*TEXT SECTION*:
◇ ◇ ◇ ◇ ◇ ◇ ◇

Oliver Stone still knows how to get people rankled. The Platoon, Savages and Natural Born Killers director reportedly slammed the finale of AMC’s Breaking Bad while promoting his documentary series The Untold History of the United States.
Stone took issue with Breaking Bad as part of a larger critique of cinema violence having become less realistic and more cartoonish over the years. “There’s too much violence in our movies – and it’s all unreal to me,” he said. “I don’t know if you saw the denouement [of Breaking Bad], I happen to not watch the series very much, but I happened to tune in and I saw the most ridiculous 15 minutes of a movie – it would be laughed off the screen.”
In the climactic scene — spoilers, obviously — Walter White parks his car right in front of the clubhouse of a gang of white supremacists. He goes inside, uses a key-chain remote to pop his trunk and drops to the ground. Hiding inside the trunk is a remote-activated machine gun that starts firing away, sweeping back and forth, killing the bad guys inside.
“Nobody could park his car right then and there and could have a machine gun that could go off perfectly and kill all of the bad guys!” Stone said. “It would be a joke. It’s only in the movies that you find this kind of fantasy violence. And that’s infected the American culture; you young people believe all of this s–t. Batman and Superman, you’ve lost your minds, and you don‘t even know it! At least respect violence. I’m not saying don’t show violence, but show it with authenticity. … If people think that bringing a machine gun to your last meeting is a solution to a television series that’s very popular, I think they’re insane. Something’s wrong. It’s not the world we know.”

◇ ◇ ◇ ◇ ◇ ◇ ◇

*MATERIAL SUPPLIED*:
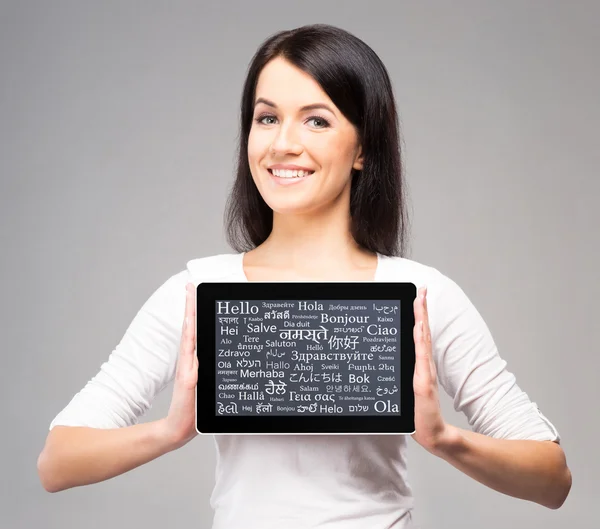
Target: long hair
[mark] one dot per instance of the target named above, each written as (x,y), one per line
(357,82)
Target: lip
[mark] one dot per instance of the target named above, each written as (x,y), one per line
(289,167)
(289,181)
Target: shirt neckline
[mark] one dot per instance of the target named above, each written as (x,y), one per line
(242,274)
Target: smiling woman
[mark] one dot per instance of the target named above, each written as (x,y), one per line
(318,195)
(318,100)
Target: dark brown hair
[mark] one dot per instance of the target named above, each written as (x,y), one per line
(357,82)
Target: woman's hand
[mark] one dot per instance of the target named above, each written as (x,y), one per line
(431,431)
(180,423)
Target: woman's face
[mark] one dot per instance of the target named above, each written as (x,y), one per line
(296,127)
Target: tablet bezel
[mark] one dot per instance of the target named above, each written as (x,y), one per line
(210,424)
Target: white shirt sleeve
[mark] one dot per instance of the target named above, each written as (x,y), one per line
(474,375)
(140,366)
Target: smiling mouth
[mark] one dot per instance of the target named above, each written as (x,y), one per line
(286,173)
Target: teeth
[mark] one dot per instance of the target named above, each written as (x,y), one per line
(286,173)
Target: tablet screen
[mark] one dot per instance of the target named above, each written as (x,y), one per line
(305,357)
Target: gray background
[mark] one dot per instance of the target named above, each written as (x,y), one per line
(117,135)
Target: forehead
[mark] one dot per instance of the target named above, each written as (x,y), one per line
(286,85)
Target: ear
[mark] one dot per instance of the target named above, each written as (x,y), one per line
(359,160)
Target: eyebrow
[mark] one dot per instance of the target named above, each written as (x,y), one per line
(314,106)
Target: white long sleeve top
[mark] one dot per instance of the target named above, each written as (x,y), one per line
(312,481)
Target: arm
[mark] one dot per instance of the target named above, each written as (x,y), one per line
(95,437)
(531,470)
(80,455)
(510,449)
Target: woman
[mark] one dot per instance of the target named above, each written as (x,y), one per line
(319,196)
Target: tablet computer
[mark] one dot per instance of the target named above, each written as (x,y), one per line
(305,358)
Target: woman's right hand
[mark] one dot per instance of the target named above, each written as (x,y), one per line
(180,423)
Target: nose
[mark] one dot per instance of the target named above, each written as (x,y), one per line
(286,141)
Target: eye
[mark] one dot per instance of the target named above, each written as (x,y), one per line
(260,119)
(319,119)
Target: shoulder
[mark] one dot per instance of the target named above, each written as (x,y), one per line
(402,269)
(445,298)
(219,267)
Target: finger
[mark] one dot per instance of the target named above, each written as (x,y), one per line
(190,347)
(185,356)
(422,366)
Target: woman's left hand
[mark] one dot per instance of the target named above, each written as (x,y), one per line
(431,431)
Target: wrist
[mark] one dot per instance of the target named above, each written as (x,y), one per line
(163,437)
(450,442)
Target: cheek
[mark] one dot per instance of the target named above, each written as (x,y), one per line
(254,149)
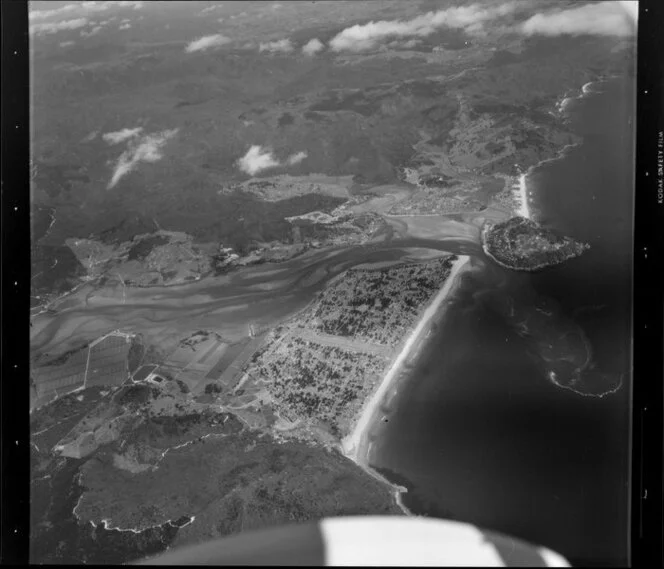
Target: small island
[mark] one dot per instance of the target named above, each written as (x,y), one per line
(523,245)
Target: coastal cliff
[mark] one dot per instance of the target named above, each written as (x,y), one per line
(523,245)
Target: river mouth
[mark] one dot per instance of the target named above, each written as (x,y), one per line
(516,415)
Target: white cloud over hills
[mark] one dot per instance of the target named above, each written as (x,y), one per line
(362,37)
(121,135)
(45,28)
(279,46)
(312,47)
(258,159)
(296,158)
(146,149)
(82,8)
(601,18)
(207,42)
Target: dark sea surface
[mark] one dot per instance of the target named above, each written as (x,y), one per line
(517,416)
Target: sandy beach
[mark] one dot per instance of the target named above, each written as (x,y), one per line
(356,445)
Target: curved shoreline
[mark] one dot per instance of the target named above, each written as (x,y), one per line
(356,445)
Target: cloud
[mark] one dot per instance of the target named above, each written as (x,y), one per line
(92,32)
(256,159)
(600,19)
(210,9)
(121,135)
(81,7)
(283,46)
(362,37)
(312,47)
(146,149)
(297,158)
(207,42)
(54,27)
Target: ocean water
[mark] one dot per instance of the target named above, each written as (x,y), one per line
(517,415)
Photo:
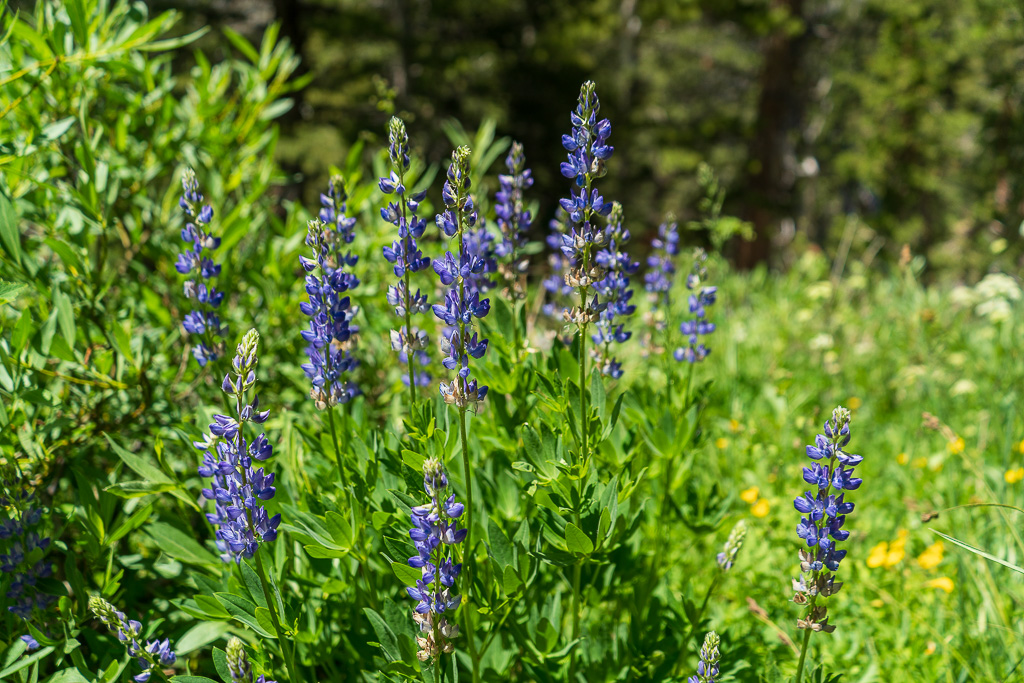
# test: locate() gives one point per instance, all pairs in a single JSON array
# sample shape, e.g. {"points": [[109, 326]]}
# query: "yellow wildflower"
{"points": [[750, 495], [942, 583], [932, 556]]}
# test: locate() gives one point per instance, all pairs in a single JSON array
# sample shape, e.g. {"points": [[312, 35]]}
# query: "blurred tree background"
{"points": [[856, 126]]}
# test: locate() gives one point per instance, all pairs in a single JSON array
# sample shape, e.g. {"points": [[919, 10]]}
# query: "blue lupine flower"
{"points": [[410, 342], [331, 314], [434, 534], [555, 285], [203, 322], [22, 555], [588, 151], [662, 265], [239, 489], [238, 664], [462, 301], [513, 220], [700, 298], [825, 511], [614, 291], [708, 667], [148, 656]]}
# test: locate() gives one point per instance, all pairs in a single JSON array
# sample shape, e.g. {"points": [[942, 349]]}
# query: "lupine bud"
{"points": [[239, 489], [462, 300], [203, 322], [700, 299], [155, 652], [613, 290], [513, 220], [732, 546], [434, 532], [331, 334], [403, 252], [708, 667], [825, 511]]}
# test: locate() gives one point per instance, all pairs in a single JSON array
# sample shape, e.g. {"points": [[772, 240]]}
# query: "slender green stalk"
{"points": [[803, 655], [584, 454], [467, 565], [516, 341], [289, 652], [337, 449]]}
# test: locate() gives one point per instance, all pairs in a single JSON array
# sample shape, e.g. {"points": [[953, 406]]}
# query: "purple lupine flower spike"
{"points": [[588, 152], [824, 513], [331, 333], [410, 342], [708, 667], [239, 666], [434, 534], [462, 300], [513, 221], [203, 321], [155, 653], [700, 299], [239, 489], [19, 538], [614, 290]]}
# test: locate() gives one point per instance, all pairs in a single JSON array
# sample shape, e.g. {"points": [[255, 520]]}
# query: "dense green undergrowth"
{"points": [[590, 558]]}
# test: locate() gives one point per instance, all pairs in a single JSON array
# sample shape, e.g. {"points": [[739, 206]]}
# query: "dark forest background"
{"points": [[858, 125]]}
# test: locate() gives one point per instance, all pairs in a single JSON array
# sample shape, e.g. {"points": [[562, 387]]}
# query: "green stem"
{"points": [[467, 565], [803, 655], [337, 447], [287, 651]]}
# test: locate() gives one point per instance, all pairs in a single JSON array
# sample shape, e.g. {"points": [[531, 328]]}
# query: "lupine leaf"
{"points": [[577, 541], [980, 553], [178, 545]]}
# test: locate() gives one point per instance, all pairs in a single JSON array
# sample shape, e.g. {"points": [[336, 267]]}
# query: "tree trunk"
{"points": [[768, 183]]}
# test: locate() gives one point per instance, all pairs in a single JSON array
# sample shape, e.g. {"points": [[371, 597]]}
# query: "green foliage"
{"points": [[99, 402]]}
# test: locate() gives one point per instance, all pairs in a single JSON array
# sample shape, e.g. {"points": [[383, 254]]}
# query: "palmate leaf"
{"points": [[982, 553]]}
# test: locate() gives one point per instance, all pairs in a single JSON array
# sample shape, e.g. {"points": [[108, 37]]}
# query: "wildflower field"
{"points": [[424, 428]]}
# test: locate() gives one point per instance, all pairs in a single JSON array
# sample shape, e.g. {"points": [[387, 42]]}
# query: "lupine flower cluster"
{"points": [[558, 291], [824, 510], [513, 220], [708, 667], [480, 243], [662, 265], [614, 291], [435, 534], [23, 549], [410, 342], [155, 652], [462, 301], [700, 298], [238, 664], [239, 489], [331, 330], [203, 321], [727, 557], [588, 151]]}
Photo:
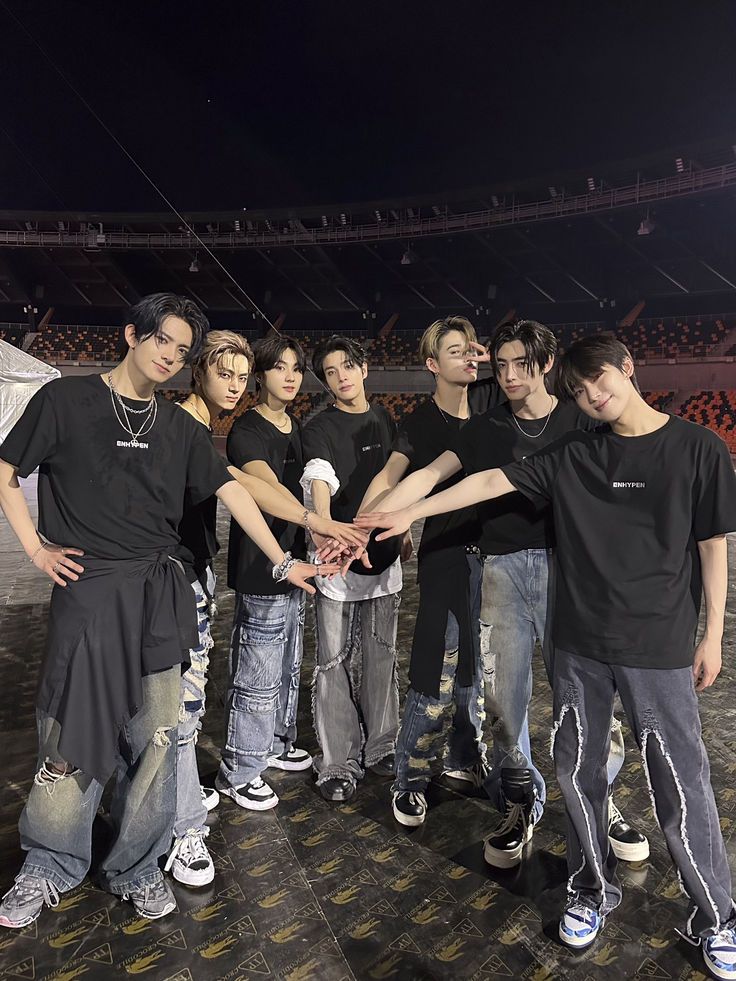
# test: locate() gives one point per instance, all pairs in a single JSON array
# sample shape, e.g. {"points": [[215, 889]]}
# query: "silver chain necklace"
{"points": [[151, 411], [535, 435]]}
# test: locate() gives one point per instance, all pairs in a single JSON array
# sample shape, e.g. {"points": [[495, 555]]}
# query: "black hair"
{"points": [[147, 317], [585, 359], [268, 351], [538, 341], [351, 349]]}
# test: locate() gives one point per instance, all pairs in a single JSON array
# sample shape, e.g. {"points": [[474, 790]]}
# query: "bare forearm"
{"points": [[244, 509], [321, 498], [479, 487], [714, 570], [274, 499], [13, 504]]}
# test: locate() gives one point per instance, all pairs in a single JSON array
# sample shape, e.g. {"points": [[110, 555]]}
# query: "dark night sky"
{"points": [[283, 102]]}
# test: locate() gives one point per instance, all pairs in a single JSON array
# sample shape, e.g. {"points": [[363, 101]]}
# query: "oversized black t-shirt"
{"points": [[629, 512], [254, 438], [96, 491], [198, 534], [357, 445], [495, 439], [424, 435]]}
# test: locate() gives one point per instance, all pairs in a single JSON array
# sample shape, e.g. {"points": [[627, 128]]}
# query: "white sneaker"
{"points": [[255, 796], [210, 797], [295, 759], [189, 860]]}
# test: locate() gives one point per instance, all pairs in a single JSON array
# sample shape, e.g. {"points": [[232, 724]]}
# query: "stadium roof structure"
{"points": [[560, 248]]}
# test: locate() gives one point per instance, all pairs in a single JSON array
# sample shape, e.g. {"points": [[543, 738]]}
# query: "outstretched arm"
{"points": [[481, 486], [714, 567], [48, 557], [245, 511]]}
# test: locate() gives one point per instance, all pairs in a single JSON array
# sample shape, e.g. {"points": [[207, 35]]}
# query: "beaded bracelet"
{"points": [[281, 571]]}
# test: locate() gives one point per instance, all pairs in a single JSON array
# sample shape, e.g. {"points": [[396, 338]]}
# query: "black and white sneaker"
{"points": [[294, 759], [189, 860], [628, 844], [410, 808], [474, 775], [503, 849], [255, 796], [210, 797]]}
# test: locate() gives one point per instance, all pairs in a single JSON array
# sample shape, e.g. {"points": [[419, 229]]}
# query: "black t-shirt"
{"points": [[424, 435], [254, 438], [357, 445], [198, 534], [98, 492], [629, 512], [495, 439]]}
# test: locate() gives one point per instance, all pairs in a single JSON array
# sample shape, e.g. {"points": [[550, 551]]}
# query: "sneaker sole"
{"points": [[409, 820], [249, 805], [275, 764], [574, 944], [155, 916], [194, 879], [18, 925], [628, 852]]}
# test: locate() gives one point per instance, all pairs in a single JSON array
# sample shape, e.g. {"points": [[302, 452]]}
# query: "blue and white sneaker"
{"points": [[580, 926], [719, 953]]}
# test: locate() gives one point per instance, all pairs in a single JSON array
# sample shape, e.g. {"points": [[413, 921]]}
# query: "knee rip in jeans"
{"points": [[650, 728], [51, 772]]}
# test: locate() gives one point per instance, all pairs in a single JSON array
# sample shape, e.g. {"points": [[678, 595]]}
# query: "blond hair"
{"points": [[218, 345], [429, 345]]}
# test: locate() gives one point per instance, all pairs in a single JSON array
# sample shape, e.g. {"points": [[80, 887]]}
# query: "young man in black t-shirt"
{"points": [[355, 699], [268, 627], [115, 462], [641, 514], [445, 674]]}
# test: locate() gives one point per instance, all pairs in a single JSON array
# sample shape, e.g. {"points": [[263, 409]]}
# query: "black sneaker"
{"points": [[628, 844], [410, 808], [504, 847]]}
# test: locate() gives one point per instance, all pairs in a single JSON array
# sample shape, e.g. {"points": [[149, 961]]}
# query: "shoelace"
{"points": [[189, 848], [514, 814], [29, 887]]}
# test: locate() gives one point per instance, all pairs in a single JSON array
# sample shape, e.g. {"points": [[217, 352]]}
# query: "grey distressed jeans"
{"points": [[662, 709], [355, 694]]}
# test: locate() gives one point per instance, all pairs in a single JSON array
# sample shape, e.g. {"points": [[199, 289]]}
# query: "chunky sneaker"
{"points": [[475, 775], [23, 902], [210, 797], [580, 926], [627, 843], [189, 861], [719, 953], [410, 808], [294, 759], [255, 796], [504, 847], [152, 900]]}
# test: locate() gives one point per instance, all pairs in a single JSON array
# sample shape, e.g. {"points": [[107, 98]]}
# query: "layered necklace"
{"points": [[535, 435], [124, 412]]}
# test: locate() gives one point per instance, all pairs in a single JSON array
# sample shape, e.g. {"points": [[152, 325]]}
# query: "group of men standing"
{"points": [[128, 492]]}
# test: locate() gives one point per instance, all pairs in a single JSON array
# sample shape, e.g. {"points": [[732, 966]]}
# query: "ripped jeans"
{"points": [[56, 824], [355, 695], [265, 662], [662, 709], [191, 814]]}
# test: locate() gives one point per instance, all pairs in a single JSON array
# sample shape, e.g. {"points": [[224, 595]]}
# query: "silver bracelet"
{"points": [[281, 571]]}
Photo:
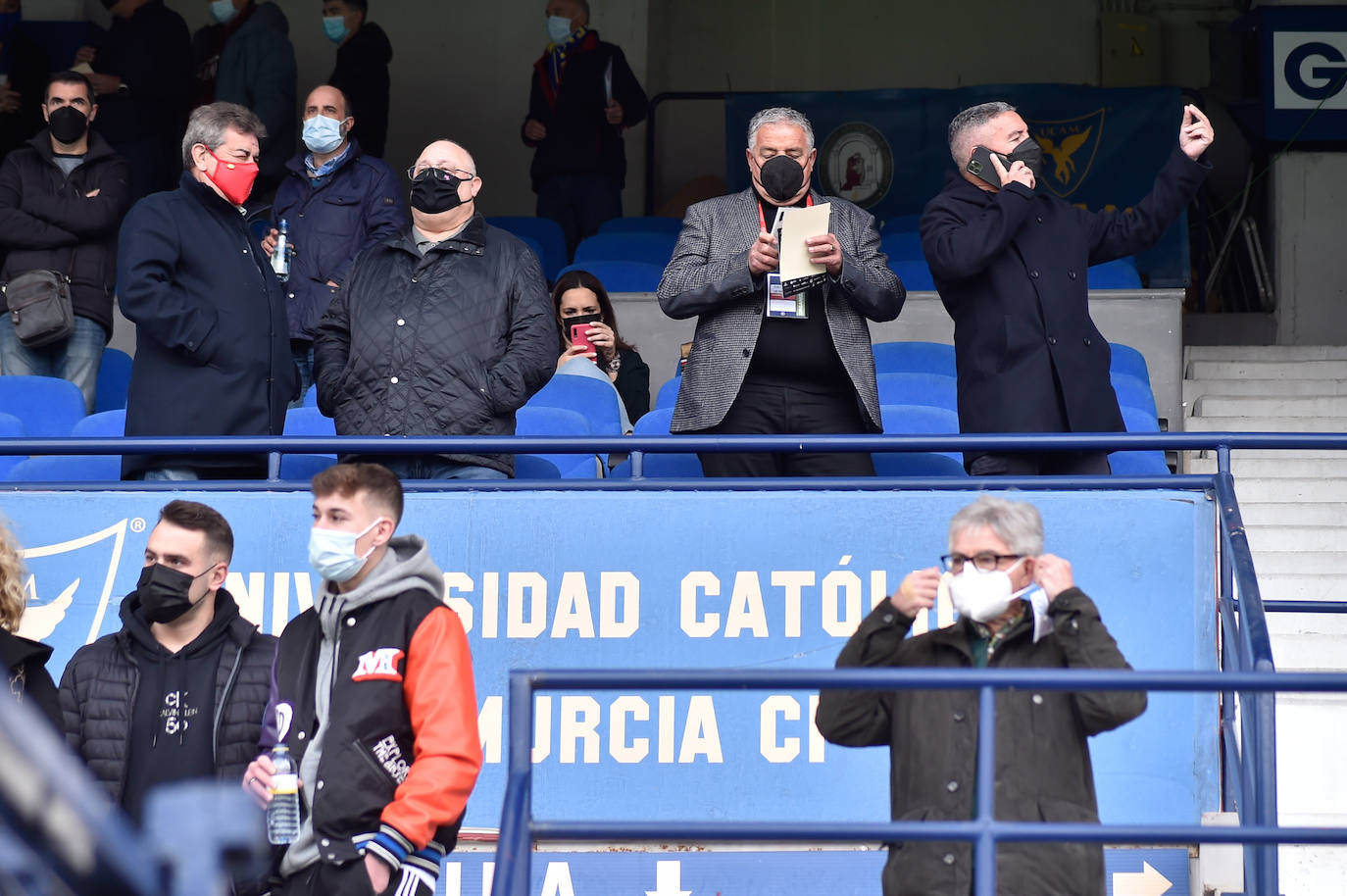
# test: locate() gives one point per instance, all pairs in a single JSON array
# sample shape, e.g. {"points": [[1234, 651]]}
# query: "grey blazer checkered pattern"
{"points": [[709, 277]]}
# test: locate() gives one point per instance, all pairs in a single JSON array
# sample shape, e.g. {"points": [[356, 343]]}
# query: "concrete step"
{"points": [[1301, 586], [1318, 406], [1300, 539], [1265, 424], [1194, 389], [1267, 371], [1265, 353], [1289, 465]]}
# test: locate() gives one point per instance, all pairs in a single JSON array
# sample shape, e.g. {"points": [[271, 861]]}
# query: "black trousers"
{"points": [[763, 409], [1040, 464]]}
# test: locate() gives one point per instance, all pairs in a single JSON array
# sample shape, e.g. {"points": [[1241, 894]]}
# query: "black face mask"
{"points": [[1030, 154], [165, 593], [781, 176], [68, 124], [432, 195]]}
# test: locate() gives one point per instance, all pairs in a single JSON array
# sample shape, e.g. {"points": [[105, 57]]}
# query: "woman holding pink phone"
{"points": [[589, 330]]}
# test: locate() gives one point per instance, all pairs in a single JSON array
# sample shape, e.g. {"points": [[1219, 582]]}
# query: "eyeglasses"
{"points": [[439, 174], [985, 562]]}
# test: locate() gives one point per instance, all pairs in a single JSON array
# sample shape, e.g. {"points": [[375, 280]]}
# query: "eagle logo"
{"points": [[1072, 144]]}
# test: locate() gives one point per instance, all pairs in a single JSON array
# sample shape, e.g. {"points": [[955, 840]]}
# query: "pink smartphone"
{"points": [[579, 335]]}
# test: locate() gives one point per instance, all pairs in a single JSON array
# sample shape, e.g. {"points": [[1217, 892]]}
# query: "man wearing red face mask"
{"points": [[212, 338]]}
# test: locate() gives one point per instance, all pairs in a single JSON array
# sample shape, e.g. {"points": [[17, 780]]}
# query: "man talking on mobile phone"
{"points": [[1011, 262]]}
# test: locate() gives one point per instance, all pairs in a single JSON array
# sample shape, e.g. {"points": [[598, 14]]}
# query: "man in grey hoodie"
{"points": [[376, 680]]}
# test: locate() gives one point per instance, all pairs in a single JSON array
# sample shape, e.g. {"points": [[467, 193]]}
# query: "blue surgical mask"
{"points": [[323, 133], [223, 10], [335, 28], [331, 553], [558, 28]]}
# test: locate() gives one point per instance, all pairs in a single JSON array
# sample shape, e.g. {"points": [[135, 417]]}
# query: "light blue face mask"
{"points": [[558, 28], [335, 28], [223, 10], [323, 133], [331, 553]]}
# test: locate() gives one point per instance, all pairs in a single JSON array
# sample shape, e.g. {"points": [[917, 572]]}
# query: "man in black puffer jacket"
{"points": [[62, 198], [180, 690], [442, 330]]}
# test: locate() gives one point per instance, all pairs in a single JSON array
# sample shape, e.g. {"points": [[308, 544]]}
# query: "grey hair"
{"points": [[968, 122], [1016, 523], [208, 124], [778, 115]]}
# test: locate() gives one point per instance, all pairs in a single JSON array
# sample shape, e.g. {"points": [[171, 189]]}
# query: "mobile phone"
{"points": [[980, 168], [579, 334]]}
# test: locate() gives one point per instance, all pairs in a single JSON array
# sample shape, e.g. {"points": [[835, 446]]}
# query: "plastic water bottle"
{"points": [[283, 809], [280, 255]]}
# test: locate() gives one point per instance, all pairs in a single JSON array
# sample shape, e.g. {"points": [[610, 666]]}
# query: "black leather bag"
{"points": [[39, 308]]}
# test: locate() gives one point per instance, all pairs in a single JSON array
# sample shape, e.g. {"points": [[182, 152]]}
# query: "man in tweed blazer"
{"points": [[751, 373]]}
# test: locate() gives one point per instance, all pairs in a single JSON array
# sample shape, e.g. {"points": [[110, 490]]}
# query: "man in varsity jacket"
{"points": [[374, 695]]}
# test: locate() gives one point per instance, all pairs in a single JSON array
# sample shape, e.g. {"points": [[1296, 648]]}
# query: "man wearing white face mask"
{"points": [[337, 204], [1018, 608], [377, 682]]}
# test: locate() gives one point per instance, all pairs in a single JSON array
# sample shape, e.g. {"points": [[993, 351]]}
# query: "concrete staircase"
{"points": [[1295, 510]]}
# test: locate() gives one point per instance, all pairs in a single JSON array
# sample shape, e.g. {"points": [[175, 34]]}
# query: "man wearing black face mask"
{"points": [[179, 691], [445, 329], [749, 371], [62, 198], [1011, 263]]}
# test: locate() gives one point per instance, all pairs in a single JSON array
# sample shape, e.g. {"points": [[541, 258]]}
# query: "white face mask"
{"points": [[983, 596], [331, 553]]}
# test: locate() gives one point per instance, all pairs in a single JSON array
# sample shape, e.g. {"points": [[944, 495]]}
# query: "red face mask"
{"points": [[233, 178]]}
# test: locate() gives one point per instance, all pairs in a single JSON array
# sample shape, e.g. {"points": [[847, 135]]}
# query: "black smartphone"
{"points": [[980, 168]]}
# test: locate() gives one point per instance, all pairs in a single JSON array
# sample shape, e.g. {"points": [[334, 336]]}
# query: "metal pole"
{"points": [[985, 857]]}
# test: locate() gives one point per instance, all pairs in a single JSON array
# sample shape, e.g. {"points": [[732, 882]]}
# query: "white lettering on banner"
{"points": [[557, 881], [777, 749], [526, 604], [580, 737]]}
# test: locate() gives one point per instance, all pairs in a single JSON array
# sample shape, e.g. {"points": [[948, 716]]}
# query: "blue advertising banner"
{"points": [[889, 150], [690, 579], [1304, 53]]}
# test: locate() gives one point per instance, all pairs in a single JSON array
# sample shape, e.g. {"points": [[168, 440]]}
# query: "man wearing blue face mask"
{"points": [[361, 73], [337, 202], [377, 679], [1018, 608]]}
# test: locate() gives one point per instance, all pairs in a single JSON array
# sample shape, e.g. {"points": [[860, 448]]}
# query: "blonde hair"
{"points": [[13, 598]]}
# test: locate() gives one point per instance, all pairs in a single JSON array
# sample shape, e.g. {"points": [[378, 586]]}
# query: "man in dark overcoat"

◇ ◇ ◇ ◇ ◇ ◇ ◇

*INSTRUCTIONS*:
[a] Answer these questions using the article on Oliver Stone's criticism of the Breaking Bad finale:
(i) Which documentary series was Stone promoting?
(ii) What does Walter White use to open his trunk?
(iii) Which two superheroes does Stone name?
[b] Write the next passage of the article on Oliver Stone's criticism of the Breaking Bad finale, starting after its last sentence.
The entries play no part in what follows and can be set aside.

*ANSWERS BELOW*:
[a]
(i) The Untold History of the United States
(ii) A key-chain remote
(iii) Batman and Superman

[b]
My take: Stone’s kind of got a point with that scene in terms of realism. It’s not the show’s finest moment. Yet the characters in Breaking Bad are typically so emotionally honest that the show
tends tended to get away with occasional indulgences like that one. And the violence in Breaking Bad very often felt “authentic,” especially compared to nearly every show on TV. Just one example: Hank had a grueling and rare-for-TV arc after his hitmen encounter in season three, showing every step of his painful and arduous recovery process (even in the final season he still had a limp).
Also, Stone perhaps shouldn’t be casting, er, stones at Breaking Bad when his last series — that Untold History project — averaged only 193,000 viewers for first-run episodes when it debuted on Showtime last winter. The Breaking Bad finale peaked with more than 10 million viewers. Clearly, the AMC show was doing something right.